[EXCERPT PROVIDED Boundary: Start]

A short life of the author
Emily St. John Mandel (b. 1979) was born on 25 May 1979 on the small island of Denman Island, British Columbia, Canada. She grew up in a community of fewer than 1,100 people with no television. She studied contemporary dance at the School of Toronto Dance Theatre and moved to New York, where she worked as an administrative assistant while writing fiction.
Life and Career
Her first three novels — Last Night in Montreal (2009), The Singer’s Gun (2010), The Lola Quartet (2012) — were atmospheric literary thrillers that sold modestly but established her preoccupations: displacement, identity, the way small choices cascade into life-altering consequences.
Station Eleven (2014) was the breakthrough. It moves between the present day (a devastating flu pandemic) and twenty years later (a troupe of actors and musicians travelling between small settlements in the Great Lakes region, performing Shakespeare). The novel’s structure — a web of interconnections between characters across time — and its argument that art is essential to human survival gave it an emotional power that transcended genre. It was a National Book Award finalist, won the Arthur C. Clarke Award, and sold millions of copies. Its resonance during the COVID-19 pandemic was extraordinary — it became the novel people reached for to make sense of their experience. HBO adapted it as a critically acclaimed limited series (2021–2022).

[EXCERPT PROVIDED Boundary: End]
[INFORMATION Boundary: Start]

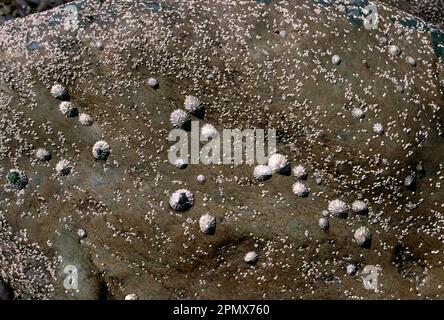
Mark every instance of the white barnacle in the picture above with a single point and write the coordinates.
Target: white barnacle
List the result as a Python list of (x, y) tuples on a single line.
[(358, 113), (338, 208), (394, 50), (209, 131), (42, 154), (181, 163), (336, 59), (181, 200), (207, 224), (101, 150), (363, 236), (86, 120), (59, 92), (17, 179), (153, 83), (359, 207), (180, 119), (262, 172), (323, 223), (300, 189), (300, 172), (378, 128), (132, 296), (68, 109), (410, 60), (63, 167), (251, 257), (201, 178), (351, 269), (192, 103), (279, 163)]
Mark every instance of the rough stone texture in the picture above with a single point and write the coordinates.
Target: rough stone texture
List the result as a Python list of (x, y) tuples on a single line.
[(262, 77)]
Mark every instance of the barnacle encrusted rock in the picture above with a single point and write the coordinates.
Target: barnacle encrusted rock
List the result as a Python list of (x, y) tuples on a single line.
[(253, 65)]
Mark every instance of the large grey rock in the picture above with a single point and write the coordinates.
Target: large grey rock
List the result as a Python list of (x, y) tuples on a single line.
[(104, 54)]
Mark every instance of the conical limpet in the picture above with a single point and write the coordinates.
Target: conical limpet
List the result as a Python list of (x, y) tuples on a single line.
[(181, 200), (180, 119), (207, 224), (101, 150)]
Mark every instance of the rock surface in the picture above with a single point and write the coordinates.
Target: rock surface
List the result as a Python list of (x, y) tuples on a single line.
[(271, 67)]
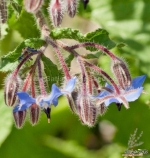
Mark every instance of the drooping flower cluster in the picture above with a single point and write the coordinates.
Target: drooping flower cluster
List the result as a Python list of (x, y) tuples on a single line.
[(56, 9), (87, 98)]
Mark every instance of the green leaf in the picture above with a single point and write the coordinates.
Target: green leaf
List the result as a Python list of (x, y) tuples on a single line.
[(91, 56), (52, 73), (25, 25), (69, 59), (100, 36), (10, 61), (130, 26), (6, 120)]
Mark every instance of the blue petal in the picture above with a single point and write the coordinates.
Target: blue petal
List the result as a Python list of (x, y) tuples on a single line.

[INFORMATION Boundary: End]

PROBLEM DETAILS =>
Carry the short life of Emily St. John Mandel forward from its final sentence. These entries were drawn from a separate source.

REPLY =>
The Glass Hotel (2020) — a novel that connects a woman’s disappearance, a Ponzi scheme, and a remote hotel on Vancouver Island — was equally admired. Sea of Tranquility (2022) — a time-travel novel spanning from 1912 to a lunar colony in the twenty-fifth century — connected all her previous novels into a single universe.
Major Works and Themes
Mandel writes about interconnection — how strangers’ lives touch and shape each other across time and distance. Her prose is precise and melancholic. Her fiction argues that in a world of catastrophe, the things that matter are not survival alone but beauty, connection, and meaning.
Key Works
- Station Eleven (2014)
- The Glass Hotel (2020)
- Sea of Tranquility (2022)
Collecting Mandel
Last Night in Montreal (2009, Unbridled Books) — her debut — had a tiny printing. Fine copies bring $100–$400.
Station Eleven (2014, Knopf) brings $50–$200 for fine firsts. Mandel signs at literary events.